WHAT IS ASKED: Copy out every one of the entries below without altering a single character.
** Begin DATA LINES **
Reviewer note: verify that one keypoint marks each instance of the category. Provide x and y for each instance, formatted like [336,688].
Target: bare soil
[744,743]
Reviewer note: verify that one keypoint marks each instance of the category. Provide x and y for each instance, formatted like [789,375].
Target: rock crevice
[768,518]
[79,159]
** End DATA LINES **
ANSWER BELOW:
Reviewer note: verify that one keypoint marks each instance of the category. Provide x and y for each instance, formatted like [336,688].
Target: bare soil
[744,743]
Reviewer note: verify that one keypoint marks each instance of the category. Provide x and y for each instance, formatted like [789,375].
Target: rock crevice
[768,518]
[79,159]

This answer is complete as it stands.